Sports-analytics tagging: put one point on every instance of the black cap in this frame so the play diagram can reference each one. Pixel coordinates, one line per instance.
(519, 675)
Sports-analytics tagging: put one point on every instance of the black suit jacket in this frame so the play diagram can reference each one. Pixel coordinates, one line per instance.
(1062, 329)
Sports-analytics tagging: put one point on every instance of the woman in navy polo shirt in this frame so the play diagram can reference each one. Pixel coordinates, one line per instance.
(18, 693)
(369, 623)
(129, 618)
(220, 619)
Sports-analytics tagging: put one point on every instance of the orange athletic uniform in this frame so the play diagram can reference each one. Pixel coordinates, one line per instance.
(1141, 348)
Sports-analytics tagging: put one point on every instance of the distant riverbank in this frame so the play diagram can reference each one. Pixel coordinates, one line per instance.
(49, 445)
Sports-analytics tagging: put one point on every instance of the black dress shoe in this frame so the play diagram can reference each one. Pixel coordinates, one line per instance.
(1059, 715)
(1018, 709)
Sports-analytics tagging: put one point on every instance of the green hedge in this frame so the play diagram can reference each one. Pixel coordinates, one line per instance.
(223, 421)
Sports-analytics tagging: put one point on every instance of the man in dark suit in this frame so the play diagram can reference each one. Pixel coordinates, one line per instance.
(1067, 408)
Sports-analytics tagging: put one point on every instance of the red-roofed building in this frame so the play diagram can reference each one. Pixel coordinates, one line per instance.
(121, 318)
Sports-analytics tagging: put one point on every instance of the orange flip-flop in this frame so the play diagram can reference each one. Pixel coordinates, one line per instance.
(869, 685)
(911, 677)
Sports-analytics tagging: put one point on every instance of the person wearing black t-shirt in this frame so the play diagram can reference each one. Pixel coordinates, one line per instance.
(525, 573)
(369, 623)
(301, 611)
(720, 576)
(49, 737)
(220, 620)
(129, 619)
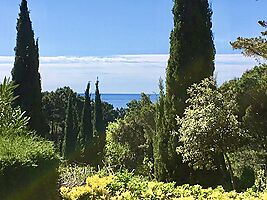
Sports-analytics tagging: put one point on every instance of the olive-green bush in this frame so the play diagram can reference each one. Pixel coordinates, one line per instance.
(28, 163)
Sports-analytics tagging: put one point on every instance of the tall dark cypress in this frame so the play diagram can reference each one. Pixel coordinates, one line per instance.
(99, 126)
(70, 137)
(191, 60)
(25, 72)
(85, 138)
(192, 50)
(160, 140)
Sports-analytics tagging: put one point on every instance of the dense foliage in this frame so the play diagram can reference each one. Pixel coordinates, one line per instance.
(85, 137)
(256, 47)
(191, 60)
(126, 186)
(129, 140)
(25, 72)
(208, 128)
(24, 157)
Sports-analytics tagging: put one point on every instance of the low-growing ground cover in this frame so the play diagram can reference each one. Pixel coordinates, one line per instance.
(129, 187)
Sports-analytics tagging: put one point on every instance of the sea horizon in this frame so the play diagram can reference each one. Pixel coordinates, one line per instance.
(121, 100)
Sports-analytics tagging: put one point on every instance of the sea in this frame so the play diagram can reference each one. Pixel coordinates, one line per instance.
(121, 100)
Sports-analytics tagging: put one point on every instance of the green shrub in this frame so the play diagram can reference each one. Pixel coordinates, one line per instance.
(28, 163)
(126, 186)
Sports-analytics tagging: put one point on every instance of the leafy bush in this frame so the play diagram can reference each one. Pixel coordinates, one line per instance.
(28, 163)
(129, 140)
(73, 175)
(127, 186)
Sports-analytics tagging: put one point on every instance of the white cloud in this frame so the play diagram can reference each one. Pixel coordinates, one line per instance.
(120, 74)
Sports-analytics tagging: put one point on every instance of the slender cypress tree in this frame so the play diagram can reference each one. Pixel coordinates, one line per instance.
(160, 140)
(85, 138)
(191, 60)
(25, 72)
(70, 137)
(192, 50)
(99, 126)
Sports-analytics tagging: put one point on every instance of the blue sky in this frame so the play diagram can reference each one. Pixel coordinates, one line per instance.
(100, 29)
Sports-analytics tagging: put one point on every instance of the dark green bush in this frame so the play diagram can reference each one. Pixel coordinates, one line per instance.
(28, 163)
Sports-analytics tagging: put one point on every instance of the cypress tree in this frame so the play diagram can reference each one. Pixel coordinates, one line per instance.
(191, 59)
(25, 72)
(160, 140)
(192, 50)
(99, 126)
(70, 136)
(85, 138)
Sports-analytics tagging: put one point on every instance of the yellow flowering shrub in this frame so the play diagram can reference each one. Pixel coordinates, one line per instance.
(126, 186)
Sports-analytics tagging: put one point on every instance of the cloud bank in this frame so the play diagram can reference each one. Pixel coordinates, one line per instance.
(122, 73)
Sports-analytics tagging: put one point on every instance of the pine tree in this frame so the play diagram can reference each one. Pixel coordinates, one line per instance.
(25, 72)
(99, 127)
(191, 60)
(70, 137)
(85, 138)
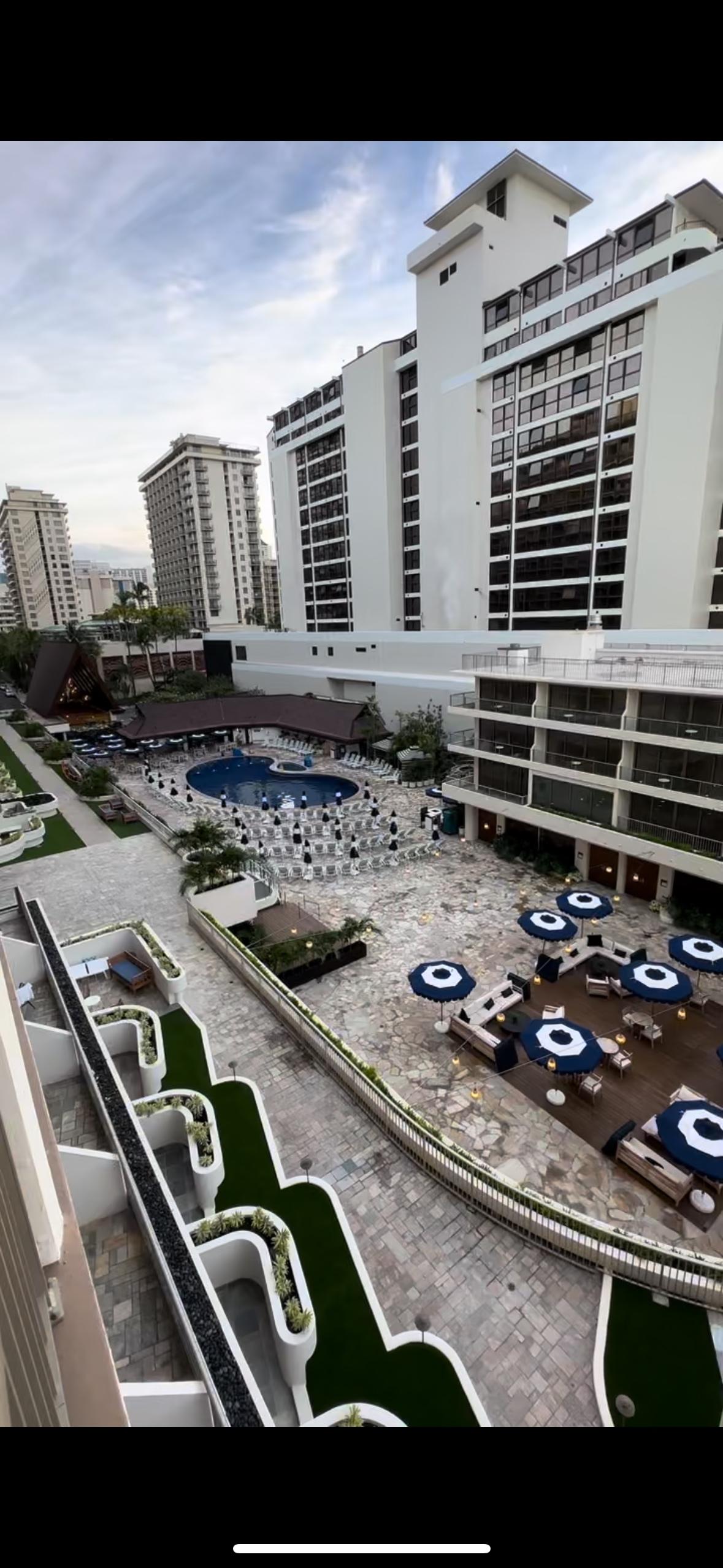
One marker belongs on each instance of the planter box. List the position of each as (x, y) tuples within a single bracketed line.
▬▬▬▬▬▬▬▬▬▬
▶ [To do]: Leave out the pictures and give the rest of the material again, unaltered.

▶ [Task answer]:
Sports-analytics tagging: put one point on every instance of the black cap in this frame so the play diagram can reference each one. Pixel coordinates, one line per instance.
(519, 675)
Sports-analytics tagging: put one point on every instance of the black suit jacket in this frame so the play diagram can reference each one. Pixel coordinates, one line per instance.
(1062, 329)
Sports-analytics tagging: put one point on every instance of the woman in navy polo shirt in this frame so the play diagram can reference each one. Pixel coordinates, one line per instance.
(18, 693)
(369, 623)
(129, 618)
(220, 619)
Sports-analytics tagging: put one point on every instance of the orange athletic uniform in this frame so the play diagram can reference each one. Pixel coordinates, one line per instance.
(1141, 348)
Sports-analytics tagging: put one point on every instance of the distant riverbank in this frame so the play diagram can reference each one. Pixel coordinates, one line per instance.
(49, 445)
Sports-analytics tagging: put one point on every instance of the black dress shoe in this frame so the play diagram can reference each one. Pixel coordinates, one line per instance.
(1059, 715)
(1018, 709)
Sports-analytics tagging: put one point on every instance of the green hedge in this frame so the play diagram can reference each one. Pixel coordinates, one line per instance.
(223, 421)
Sports-analytics tagging: put one point on every instance of the man in dark suit in this frame so the play diagram can reference each one. Pixel coordinates, one line per instance.
(1067, 408)
Sports-analytics tagging: put one point on every instance of the red-roofed building in this frame so the play diagram can reference each one. Pixel coordinates, one line per instance.
(121, 318)
Sports-analytics tagging: put one point on every instance of the orange flip-flop in this frame so the play diagram can reference each one. Pixel coordinates, one line per instance.
(869, 685)
(911, 677)
Sports-analytics tagging: put one point on every instance of the person wearing black t-shirt in this frame so the play diagram can reference each one. Pixel coordinates, one line per instance.
(525, 573)
(369, 623)
(301, 611)
(720, 576)
(49, 737)
(220, 620)
(129, 619)
Sports-analytics tagging: put one point on every instance of the olive-green bush in this frame so the play diagram can reference each one. Pixel coordinates, one line per instance.
(28, 163)
Sports-analytics tagging: put one point on every instance of the tall dark cypress in this frame so the play diagram can reference each one. Pixel coordinates, one line per instance.
(99, 126)
(70, 137)
(191, 60)
(25, 72)
(85, 138)
(192, 50)
(160, 140)
Sports-analytics tagging: put one point on every instance of the dense foliage in this frame so the play diagram can reference each one. Pixel coordinates, one line per instance.
(85, 137)
(256, 47)
(191, 60)
(126, 186)
(129, 140)
(25, 72)
(208, 128)
(24, 157)
Sports-analytics tagging: put one point on every instance of the low-growing ground cover in this frame so the play diagram can reference each one. Pixel coordinates, one line per instance.
(129, 187)
Sports-analytics tagging: put one point on every instance of the sea horizon in this frame so the play diagram can reference each one. Pixel coordinates, one line per instance.
(121, 100)
Sports-analytics tagging: put one point on every instance of the sea in this frame so the play diagram can reference each one. Pixel coordinates, one line per instance.
(121, 100)
Sports-analytics tagging: put one point on every instance of the green shrub in this frame so the play diagram can reference each one. Pixel coordinates, one line per instance.
(28, 163)
(126, 186)
Sports-analytics tagging: put one point on every instance of the leafy bush in this frame so the play diagram can reference each one. Pixel coordinates, one line per instance.
(28, 163)
(129, 140)
(73, 175)
(127, 186)
Sports-analytics tagging: put one point on every instance of the white cloud in this frame so the play diagram can reference each one. Pixel coordinates, one line per instance.
(120, 74)
Sports-analytics tagging: put one point on every instance of the slender cypress tree in this frame so the play diagram can reference each one. Pixel coordinates, one line per instance.
(160, 140)
(85, 138)
(191, 60)
(25, 72)
(70, 137)
(192, 50)
(99, 126)
Sports-analytics tagging: put one point on every instance of the blue sky in this frame so the play diagram can reference each one. Pixel coordinates, one line per instance.
(100, 29)
Sports-analytics tagging: put one point on every instance of the dark green bush in this frame so the play diagram can reference each one. Pixel coordinates, one line per instance.
(28, 163)
Sports-analytics tagging: put one point on every instance of the cypress tree in this frame so the play diagram can reference each one. Pixel coordinates, one line per instance.
(191, 59)
(25, 72)
(160, 140)
(192, 50)
(99, 126)
(70, 136)
(85, 138)
Sports-analytics tagging: put one point on every instance of the yellow flowering shrub in this frame so the play diagram can reference each one. Pixel coordinates, one line per instance.
(126, 186)
Sports-analytics tagging: put one point on every instance of the cloud bank in this frame so the play diagram can reference each one. Pixel coordinates, one line per instance.
(122, 73)
Sports-analytics tagging: put one point on every instance of the pine tree in this frame so the play diagram can reference each one. Pixel coordinates, one line per instance.
(25, 72)
(99, 127)
(191, 60)
(70, 137)
(85, 138)
One marker belongs on each instance of the planter box. List the position of each as (x, y) tuples within a single bracketed line.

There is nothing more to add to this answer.